* Text passage:
-*-*-
# KDE 4 Released/Preview : The future GUI ?



## Dark Star (Jan 11, 2008)

*www.imgx.org/pfiles/4550/kde40.png​
The KDE Community is thrilled to announce the immediate availability of KDE 4.0. This significant release marks both the end of the long and intensive development cycle leading up to KDE 4.0 and the beginning of the KDE 4 era. 

The KDE 4 Desktop has gained some major new capabilities. The Plasma desktop shell offers a new desktop interface, including panel, menu and widgets on the desktop as well as a dashboard function. KWin, the KDE Window manager, now supports advanced graphical effects to ease interaction with your windows.

Lots of KDE Applications have seen improvements as well. Visual updates through vector-based artwork, changes in the underlying libraries, user interface enhancements, new features, even new applications -- you name it, KDE 4.0 has it. Okular, the new document viewer and Dolphin, the new file manager are only two applications that leverage KDE 4.0's new technologies.
-*-*-
* Directive A: List every line of the entries that contains the string "stalk", matching case exactly.
The KDE 4.0 announcement and the entries were drawn from unrelated sources.
-*-*-
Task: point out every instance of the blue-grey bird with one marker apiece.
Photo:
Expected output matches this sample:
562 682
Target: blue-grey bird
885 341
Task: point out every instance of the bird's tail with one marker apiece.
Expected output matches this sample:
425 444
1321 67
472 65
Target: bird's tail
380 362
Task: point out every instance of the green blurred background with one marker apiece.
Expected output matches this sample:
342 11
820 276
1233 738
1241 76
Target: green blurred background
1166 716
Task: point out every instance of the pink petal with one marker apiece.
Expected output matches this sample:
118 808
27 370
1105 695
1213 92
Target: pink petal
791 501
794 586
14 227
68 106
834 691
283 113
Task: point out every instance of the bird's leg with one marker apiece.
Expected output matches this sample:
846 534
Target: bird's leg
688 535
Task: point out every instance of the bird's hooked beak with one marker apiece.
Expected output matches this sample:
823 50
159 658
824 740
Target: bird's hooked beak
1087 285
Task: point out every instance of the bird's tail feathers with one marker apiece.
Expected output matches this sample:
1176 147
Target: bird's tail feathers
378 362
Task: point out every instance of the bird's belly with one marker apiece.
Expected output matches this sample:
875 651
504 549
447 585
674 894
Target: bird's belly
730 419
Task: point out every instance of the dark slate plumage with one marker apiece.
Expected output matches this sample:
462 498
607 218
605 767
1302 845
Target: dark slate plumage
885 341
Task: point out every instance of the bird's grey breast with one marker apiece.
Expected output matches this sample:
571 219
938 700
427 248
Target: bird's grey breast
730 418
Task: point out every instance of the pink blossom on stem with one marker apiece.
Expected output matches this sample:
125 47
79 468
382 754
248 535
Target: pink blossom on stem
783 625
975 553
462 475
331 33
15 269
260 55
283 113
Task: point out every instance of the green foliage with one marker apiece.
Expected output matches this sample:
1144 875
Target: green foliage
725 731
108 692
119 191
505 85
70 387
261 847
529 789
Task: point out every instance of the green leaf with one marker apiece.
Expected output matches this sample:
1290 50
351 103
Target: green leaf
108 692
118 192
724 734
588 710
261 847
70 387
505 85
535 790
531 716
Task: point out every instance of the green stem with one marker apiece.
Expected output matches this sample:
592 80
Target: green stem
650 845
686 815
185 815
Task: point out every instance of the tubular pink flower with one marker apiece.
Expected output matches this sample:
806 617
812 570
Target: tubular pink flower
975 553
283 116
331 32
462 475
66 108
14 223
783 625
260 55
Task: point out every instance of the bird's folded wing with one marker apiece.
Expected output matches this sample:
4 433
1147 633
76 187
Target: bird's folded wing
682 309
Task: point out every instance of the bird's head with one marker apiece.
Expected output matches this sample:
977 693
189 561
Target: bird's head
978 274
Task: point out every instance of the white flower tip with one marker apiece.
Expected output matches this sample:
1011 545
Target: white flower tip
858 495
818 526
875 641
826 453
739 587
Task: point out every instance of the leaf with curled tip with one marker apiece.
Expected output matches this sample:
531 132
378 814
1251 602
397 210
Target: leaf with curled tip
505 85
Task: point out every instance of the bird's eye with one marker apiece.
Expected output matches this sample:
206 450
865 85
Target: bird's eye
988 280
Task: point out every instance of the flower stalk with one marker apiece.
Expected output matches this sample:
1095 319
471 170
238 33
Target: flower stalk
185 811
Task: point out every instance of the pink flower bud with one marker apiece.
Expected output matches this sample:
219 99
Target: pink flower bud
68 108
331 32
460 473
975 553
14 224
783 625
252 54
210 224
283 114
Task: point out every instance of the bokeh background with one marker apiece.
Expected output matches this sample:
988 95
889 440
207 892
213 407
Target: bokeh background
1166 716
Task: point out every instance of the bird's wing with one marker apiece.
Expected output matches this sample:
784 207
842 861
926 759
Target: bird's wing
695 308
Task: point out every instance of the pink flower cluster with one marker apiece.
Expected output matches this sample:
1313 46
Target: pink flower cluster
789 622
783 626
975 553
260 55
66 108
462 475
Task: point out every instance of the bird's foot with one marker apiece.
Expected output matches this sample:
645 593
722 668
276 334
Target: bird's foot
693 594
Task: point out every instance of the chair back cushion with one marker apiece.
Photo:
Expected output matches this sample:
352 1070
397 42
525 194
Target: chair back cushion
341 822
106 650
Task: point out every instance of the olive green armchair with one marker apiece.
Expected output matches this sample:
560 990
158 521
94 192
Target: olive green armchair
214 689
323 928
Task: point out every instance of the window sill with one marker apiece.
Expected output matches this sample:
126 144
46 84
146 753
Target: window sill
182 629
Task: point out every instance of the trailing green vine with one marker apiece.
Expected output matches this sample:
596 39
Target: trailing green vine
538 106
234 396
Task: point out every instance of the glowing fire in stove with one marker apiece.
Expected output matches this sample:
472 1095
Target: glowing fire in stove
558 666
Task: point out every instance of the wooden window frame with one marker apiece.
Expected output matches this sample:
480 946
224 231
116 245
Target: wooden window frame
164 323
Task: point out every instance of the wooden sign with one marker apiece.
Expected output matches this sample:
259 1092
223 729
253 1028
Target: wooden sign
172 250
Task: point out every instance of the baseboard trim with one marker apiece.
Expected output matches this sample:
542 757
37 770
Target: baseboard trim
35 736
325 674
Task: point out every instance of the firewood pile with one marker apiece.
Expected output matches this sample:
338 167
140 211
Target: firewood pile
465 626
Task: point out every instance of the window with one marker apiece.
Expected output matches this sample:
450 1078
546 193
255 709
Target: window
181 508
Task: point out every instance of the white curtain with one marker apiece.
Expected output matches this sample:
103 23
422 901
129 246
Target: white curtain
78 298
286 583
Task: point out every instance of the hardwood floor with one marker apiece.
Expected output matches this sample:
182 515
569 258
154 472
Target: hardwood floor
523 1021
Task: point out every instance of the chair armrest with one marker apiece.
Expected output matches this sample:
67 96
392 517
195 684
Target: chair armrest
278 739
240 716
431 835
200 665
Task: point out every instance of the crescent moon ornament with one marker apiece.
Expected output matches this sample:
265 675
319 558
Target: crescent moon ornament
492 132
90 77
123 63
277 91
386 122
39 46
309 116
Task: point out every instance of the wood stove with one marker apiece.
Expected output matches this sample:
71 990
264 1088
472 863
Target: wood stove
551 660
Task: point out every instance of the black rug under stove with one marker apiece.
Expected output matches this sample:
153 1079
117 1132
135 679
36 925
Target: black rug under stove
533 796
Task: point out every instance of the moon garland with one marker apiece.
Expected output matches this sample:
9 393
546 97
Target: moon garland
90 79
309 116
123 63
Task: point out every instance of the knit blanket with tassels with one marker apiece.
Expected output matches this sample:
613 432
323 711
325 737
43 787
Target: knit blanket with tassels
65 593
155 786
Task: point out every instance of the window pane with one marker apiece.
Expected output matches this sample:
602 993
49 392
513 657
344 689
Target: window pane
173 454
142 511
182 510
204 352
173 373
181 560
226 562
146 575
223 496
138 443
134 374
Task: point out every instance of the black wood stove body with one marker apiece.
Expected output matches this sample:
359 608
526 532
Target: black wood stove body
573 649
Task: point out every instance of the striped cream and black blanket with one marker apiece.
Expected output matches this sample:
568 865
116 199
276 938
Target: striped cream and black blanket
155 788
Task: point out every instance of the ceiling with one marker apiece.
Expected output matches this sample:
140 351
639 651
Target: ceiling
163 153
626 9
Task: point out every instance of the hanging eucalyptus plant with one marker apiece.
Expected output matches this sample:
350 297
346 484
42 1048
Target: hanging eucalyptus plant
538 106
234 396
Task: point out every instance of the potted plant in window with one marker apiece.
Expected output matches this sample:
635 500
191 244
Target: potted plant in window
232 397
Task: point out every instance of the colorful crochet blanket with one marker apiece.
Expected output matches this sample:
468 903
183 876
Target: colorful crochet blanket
-*-*-
* Directive B: In the KDE 4.0 announcement, what is the name of the new file manager?

* Right answer A:
Task: point out every instance of the flower stalk with one marker apiece.
Target: flower stalk

* Right answer B: Dolphin